= Supplied entries =
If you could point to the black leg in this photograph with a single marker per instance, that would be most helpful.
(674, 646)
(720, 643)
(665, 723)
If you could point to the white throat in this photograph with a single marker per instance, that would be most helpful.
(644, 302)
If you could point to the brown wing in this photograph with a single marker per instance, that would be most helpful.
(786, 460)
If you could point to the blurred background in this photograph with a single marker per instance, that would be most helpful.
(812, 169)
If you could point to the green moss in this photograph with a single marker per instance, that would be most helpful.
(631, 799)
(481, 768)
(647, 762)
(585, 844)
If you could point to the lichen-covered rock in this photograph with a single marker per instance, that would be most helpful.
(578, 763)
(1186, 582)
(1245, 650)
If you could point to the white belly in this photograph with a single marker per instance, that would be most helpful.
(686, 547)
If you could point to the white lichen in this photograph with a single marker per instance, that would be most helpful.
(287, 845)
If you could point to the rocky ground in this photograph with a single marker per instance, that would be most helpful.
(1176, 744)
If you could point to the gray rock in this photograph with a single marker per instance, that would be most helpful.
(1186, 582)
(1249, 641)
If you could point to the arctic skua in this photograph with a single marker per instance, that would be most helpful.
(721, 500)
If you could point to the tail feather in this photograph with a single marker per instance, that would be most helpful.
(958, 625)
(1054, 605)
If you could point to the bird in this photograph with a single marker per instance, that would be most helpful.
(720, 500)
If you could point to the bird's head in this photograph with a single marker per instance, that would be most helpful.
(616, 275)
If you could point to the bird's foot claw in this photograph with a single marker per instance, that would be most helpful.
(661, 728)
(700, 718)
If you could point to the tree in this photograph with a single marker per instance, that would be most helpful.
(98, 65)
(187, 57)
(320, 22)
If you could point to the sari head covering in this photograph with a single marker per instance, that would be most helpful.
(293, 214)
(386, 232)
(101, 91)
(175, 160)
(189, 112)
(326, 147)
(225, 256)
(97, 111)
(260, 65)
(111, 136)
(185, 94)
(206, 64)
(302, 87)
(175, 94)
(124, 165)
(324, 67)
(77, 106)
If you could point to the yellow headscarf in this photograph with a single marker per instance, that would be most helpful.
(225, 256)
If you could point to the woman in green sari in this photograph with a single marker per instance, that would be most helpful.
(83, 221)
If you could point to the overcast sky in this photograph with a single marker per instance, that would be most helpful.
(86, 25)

= Task goal =
Repeat the data precisely, reproducing every entry.

= Exercise result =
If you could point to the black leg in this photograph with a single marker per instance, that would be most helpful.
(674, 646)
(720, 643)
(665, 723)
If you could point to the white throat in this photograph with a single marker per instance, that would be most helpful.
(644, 302)
If you could point to the brown wing in this photograph with a single marker per instance, that would be most helpful.
(786, 460)
If you could point to the blurred background in this photograph with a single marker per instance, that would be most helpful.
(812, 169)
If you could point to the green moss in this photograph with a single marker per instance, that would be most helpful.
(631, 799)
(481, 768)
(647, 762)
(585, 844)
If you could point to the lichen-covered rock in this photograph with a single marker per instance, that would be most helpful.
(578, 763)
(1186, 582)
(1245, 650)
If you could point to the white belly in this photograph with a single marker per instance, that would be most helpful.
(686, 547)
If you could point to the white lichen in this photograph with a single marker per instance, that would be most helpful.
(287, 845)
If you could point to the rocky ground in this photograph with a single marker per instance, that would be most helpful.
(1176, 744)
If you could point to the gray rock in this photograph with a single marker per instance, that would be most helpful.
(1186, 582)
(1249, 641)
If you could point to the arctic skua in this photograph with a single marker per instance, that would be most helpful.
(721, 500)
If you could point to the tail feather in this photograph with a single marker per instance, that would be most helpful.
(958, 625)
(1054, 605)
If you could point to the bird in this photograph with a single marker per instance, that would be most helpful.
(720, 500)
If you could point to the bird's head in this photograph with a single marker per instance, that would be most helpful.
(616, 275)
If you could point to the bird's foot claw in this photograph with a single marker per instance, that would be most helpful.
(661, 728)
(700, 718)
If you could point to the tree in this photograph with a single marker per instance, that would be most helpful.
(98, 65)
(187, 57)
(320, 22)
If you could point to the sari head covering in this photograph with a single marker per instance, that would be most helpful.
(293, 214)
(386, 232)
(101, 91)
(175, 160)
(189, 112)
(326, 147)
(225, 256)
(97, 111)
(260, 65)
(111, 136)
(185, 94)
(206, 64)
(302, 87)
(175, 94)
(124, 165)
(324, 67)
(77, 106)
If you could point to the yellow headscarf in this photograph with a single marker per instance, that would be most helpful.
(225, 256)
If you could point to the woman in green sari in this photograph with a single marker per instance, that would be most helpful.
(83, 221)
If you could point to the overcast sky in this photograph with a single marker per instance, that would be most helpful.
(86, 25)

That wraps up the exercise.